### ASSIGNMENT
Take every line of the material and reproduce it exactly.

### EXTRACTED RECORDS
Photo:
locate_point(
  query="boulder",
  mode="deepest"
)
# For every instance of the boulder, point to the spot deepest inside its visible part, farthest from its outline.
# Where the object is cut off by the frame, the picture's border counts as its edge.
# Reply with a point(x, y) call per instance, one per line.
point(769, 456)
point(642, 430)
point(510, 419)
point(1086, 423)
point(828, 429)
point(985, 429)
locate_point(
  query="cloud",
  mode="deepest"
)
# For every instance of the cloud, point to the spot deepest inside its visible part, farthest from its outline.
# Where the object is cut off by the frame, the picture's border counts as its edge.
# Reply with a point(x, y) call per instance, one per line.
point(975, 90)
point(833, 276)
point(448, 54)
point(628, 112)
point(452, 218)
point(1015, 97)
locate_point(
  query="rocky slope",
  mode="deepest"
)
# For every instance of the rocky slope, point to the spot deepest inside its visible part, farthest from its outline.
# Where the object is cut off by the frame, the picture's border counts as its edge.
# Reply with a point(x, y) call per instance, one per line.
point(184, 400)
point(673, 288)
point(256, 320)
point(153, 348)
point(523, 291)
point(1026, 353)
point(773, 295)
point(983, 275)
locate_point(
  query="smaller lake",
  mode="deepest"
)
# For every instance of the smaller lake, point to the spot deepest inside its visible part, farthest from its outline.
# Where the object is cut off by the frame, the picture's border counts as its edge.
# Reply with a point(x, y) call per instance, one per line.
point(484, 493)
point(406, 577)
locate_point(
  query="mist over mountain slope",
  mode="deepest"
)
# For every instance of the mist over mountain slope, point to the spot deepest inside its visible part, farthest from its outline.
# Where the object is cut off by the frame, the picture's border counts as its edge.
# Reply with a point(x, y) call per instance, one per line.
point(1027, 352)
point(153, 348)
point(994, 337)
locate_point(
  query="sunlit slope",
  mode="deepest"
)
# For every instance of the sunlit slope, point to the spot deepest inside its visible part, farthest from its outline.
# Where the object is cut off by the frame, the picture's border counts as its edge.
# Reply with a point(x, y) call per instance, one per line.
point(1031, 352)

### OUTPUT BELOW
Photo:
locate_point(
  query="boulder",
  mode="deepest"
)
# For every instance of the boulder, point to the spot deepest inside its visible part, farthest from its outline.
# Where the object is cut off by the frame, the picture's border counts as its edge.
# Reply with a point(x, y) call per instance, one per line.
point(769, 456)
point(642, 430)
point(510, 419)
point(1086, 423)
point(828, 429)
point(985, 429)
locate_point(
  query="cloud",
  mode="deepest"
)
# For every instance of the cloud, point to the spot deepest inside its visible part, farthest from its outline.
# Where the object is cut off by the frame, the picture's border counts as its edge.
# Reply with a point(x, y) call per instance, one per line.
point(975, 90)
point(833, 276)
point(448, 54)
point(628, 112)
point(452, 218)
point(1015, 97)
locate_point(
  query="rocky slope",
  mode="deepest"
)
# For every instance of the rocky slope, point to the spot deepest inside its visible part, farthest from its outline.
# Where the object is cut off by the frame, the picture's border counts as its edge.
# Reply with a point(x, y) call per instance, one per line.
point(184, 400)
point(673, 288)
point(256, 320)
point(153, 348)
point(523, 291)
point(1026, 353)
point(773, 295)
point(983, 275)
locate_point(
  query="smaller lake",
  mode="deepest"
)
# For every instance of the smaller lake, point to the spot deepest inside its visible part, farthest from its outline.
# Where the object is cut off by the frame, the picture's border counts as its edge.
# Reply with a point(x, y) call per instance, one per line.
point(484, 493)
point(406, 577)
locate_point(
  query="mist over mountain slope",
  mode="deepest"
)
# For every instance of the mist over mountain slope, point to the spot deepest inside its visible part, farthest from its outline.
# Where the object is cut off by the frame, the picture's border counts as its edge.
# Reply with a point(x, y) call per instance, one per line.
point(1027, 352)
point(153, 348)
point(994, 337)
locate_point(
  query="sunlit slope",
  mode="deepest"
)
# For every instance of the sunlit slope, point to the spot deepest inside its visible part, farthest from its outline.
# Where the object is cut off by the frame, the picture's border counts as its edge.
# Reply with a point(x, y) call per instance, one per line.
point(1031, 352)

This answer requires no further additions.